Instructions to follow: Each entry below should be reproduced character for character.

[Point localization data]
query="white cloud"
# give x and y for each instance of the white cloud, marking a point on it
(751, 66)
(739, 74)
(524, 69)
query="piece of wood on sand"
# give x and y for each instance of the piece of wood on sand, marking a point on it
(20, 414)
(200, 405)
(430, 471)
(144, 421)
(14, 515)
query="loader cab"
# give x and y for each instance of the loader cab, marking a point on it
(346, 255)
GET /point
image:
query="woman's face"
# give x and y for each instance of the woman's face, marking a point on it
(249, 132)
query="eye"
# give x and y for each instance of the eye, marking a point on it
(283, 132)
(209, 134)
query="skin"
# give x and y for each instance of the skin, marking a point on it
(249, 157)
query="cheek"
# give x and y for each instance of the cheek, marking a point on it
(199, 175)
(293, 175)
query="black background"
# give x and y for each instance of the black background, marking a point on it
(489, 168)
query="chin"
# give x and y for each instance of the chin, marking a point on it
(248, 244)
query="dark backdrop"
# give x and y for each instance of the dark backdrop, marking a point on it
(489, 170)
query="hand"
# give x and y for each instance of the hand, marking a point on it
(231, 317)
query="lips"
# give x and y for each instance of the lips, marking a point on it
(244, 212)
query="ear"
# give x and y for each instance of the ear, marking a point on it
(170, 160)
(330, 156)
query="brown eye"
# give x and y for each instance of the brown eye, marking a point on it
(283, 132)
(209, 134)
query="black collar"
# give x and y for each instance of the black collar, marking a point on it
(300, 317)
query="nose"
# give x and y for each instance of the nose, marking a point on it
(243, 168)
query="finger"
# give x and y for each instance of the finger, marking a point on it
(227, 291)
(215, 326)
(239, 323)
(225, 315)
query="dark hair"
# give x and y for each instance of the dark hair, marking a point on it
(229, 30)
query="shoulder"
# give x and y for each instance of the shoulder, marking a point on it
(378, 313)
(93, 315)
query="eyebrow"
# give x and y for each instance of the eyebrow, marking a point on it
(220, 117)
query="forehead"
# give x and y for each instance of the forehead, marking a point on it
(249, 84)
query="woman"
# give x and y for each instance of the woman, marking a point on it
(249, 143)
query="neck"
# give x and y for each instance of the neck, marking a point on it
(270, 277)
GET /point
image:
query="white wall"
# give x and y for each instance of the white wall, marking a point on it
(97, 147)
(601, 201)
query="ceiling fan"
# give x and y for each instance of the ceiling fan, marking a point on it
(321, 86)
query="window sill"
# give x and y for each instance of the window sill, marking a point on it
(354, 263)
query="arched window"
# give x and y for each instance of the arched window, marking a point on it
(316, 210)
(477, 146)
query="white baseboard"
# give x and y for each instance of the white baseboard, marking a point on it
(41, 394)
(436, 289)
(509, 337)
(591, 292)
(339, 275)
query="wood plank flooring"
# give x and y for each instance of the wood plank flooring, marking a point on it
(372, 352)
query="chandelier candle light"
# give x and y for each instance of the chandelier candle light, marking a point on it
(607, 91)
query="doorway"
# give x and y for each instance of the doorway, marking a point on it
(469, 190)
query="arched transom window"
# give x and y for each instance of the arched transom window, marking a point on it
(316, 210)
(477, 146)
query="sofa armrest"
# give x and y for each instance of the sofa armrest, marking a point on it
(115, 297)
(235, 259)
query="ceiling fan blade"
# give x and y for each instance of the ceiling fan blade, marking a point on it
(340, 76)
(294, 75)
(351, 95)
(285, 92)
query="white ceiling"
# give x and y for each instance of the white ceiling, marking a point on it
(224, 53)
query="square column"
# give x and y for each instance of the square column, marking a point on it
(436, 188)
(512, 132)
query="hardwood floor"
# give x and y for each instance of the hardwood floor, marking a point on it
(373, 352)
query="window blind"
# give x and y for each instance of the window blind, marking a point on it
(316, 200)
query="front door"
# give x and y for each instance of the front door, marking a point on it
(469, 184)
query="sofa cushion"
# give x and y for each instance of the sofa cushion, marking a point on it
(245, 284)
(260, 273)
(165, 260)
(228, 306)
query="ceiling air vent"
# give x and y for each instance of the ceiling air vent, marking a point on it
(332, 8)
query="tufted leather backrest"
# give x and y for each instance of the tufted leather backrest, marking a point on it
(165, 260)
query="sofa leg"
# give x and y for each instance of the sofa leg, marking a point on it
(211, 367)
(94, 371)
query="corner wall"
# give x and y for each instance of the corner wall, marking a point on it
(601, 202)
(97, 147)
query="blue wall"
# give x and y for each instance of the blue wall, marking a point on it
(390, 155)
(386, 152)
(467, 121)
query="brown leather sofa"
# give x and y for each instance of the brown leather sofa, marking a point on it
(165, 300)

Answer section:
query="white cloud"
# give x and y for each instance of the white cloud, marking a point on it
(751, 66)
(739, 74)
(524, 69)
query="piece of wood on sand"
# give x and y for each instance of the piece of wood on sand, marking a point on it
(20, 414)
(200, 405)
(430, 471)
(144, 421)
(14, 515)
query="loader cab"
# give x and y for each instance of the loader cab, marking a point on it
(346, 255)
GET /point
image:
query="woman's face"
# give x and y for each instance of the woman's face, marking a point on it
(249, 132)
query="eye"
# give x and y for each instance of the eye, marking a point on it
(283, 132)
(209, 134)
query="skin"
# give x and y for each instance of the skin, marking a point on it
(249, 157)
query="cheek"
# give x and y for each instance of the cheek, marking a point on it
(199, 175)
(293, 175)
query="black background"
# give x and y for each instance of the black background, marking a point on it
(489, 168)
query="chin"
# give x and y for each instance of the chin, marking a point on it
(248, 244)
query="dark backdrop"
# give x and y for each instance of the dark backdrop, marking a point on it
(489, 170)
query="hand"
# give x and y for each instance of the hand, marking a point on it
(231, 317)
query="lips"
# give x and y for each instance of the lips, marking a point on it
(244, 212)
query="ear"
# give x and y for each instance of the ear, marking a point on it
(170, 160)
(330, 156)
query="brown eye"
# give x and y for each instance of the brown eye, marking a point on it
(283, 132)
(209, 134)
query="black collar"
# give x and y for each instance of the black collar, marking a point on it
(300, 317)
query="nose"
# give x and y for each instance of the nose, marking a point on it
(243, 168)
query="finger"
# give x and y for each instance of the finger, marking a point on it
(227, 291)
(215, 326)
(239, 323)
(225, 315)
query="dark hair"
# give x and y for each instance of the dark hair, marking a point on it
(229, 30)
query="shoulder"
# give x and y for each instance of the shoulder, marking a point on it
(378, 313)
(93, 315)
query="eyebrow"
# give x and y for each instance of the eyebrow, marking a point on it
(220, 117)
query="forehead"
# give x and y for each instance of the forehead, marking a point on it
(249, 84)
query="woman"
# give x and y for each instance of the woman, marking a point on it
(249, 143)
query="neck"
# give x and y for each instance of the neck, marking a point on it
(270, 277)
GET /point
image:
query="white wall"
# give x and y for each instance of the white wall, marking a point on it
(97, 147)
(601, 201)
query="ceiling fan"
# give x and y for each instance of the ceiling fan, marking a point on it
(321, 86)
query="window sill"
# give x and y for each instance of the window sill, marking a point on it
(354, 263)
query="arched window"
# give x and y for each instance of the arched window, marking a point on it
(316, 210)
(477, 146)
query="white baseboard"
# give x and y for each instance of the white baseboard, marking a point on it
(41, 394)
(436, 289)
(509, 337)
(591, 292)
(339, 275)
query="wood plank flooring"
# give x and y for each instance of the wood plank flooring, marking a point on it
(372, 352)
query="chandelier candle light"
# give x and y for each instance of the chandelier candle light, marking a point on it
(607, 91)
query="doorway"
# give x and y for each instance of the doorway, marking a point on it
(469, 190)
query="arched transom window"
# give x and y for each instance of the arched transom window, marking a point on it
(316, 210)
(477, 146)
query="sofa armrest"
# give x and y for each instance of the sofa armrest, marking a point on it
(115, 297)
(235, 259)
query="ceiling fan blade"
# give x and y for each instance of the ceiling fan blade, marking a point on it
(340, 76)
(294, 75)
(351, 95)
(285, 92)
query="white ceiling"
# give x and y for each instance of the white ceiling, marking a point on it
(224, 53)
query="square column"
# give x and y for each instance of the square column, marking a point on it
(436, 188)
(512, 132)
query="hardwood floor"
# give x and y for each instance of the hardwood floor, marking a point on it
(373, 352)
query="window blind"
# give x and y for each instance of the window blind, marking a point on it
(316, 200)
query="front door"
# give x and y for each instance of the front door, marking a point on it
(469, 184)
query="sofa cushion"
# give x and y for each instance of the sofa cushion, marking a point on it
(245, 284)
(260, 273)
(165, 260)
(228, 306)
query="ceiling air vent"
# give x and y for each instance of the ceiling air vent, marking a point on it
(332, 8)
query="tufted leather backrest"
# give x and y for each instance of the tufted leather backrest, marking a point on it
(165, 260)
query="sofa leg"
# give x and y for each instance of the sofa leg, marking a point on it
(211, 367)
(94, 371)
query="corner wall"
# give x and y for each instance of the corner wall, marking a point on it
(601, 202)
(97, 147)
query="blue wall"
# give x and y for each instance of the blue wall, marking a point on it
(390, 155)
(386, 152)
(467, 121)
query="brown leather sofa"
# give x and y for each instance of the brown leather sofa, marking a point on it
(165, 300)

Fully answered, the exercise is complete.